**EXERCISE PROMPT**
Pick out the lines below that include the string "pink".

**THE DATA**
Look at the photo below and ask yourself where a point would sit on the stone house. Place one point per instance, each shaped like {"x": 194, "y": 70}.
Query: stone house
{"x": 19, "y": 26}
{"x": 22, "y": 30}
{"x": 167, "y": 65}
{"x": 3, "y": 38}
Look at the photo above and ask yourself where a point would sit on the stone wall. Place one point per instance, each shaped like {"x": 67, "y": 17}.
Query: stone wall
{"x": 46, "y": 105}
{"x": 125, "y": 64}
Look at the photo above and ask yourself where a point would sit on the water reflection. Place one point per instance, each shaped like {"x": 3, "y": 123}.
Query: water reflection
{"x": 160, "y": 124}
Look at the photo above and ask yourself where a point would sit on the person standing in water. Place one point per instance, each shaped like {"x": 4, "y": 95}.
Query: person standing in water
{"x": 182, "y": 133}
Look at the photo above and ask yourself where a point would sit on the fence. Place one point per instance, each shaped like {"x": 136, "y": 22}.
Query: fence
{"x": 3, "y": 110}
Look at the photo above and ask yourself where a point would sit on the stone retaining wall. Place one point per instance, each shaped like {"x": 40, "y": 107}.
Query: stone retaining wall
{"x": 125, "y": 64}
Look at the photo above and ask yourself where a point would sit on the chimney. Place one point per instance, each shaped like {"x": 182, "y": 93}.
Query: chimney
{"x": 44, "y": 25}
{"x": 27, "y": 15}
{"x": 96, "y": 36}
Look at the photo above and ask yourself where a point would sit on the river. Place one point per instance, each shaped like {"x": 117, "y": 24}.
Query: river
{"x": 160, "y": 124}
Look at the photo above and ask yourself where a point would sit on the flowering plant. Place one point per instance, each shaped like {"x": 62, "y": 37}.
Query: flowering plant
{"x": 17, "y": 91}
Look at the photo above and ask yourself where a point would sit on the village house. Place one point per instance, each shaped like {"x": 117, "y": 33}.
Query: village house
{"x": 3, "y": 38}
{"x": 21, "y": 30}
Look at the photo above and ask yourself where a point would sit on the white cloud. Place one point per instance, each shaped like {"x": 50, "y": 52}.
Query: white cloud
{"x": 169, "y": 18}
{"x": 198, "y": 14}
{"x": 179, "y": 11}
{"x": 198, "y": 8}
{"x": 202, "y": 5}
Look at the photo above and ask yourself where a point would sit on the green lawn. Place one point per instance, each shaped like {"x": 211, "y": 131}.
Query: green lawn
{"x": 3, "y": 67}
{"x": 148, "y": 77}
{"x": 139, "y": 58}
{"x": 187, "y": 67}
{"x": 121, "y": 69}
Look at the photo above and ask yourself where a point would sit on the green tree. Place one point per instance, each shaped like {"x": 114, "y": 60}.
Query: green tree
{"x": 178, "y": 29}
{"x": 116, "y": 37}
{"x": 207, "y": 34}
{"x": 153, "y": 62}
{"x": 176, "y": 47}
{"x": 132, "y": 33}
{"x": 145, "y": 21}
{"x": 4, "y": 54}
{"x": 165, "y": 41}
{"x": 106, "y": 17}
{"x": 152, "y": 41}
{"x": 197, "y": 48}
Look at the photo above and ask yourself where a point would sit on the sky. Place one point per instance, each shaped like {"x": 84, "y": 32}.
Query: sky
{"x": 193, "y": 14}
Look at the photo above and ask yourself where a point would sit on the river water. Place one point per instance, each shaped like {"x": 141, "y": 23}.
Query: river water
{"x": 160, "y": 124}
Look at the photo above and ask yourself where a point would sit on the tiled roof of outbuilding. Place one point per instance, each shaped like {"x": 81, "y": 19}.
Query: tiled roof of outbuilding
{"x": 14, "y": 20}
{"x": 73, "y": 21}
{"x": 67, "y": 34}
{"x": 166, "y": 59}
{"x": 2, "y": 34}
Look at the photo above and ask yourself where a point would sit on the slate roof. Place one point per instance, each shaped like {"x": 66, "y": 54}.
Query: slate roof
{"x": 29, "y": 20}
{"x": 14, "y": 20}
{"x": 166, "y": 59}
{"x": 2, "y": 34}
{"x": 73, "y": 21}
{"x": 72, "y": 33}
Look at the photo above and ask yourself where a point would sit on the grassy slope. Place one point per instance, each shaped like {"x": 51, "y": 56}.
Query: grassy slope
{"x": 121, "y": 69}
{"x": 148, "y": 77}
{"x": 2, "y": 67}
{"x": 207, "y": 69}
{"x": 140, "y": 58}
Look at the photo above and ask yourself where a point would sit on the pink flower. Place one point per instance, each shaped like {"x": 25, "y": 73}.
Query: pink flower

**RESULT OF THE EXERCISE**
Look at the photo above and ask yourself where a point would sit on the pink flower. Place one point per instance, each shaped like {"x": 25, "y": 73}.
Query: pink flower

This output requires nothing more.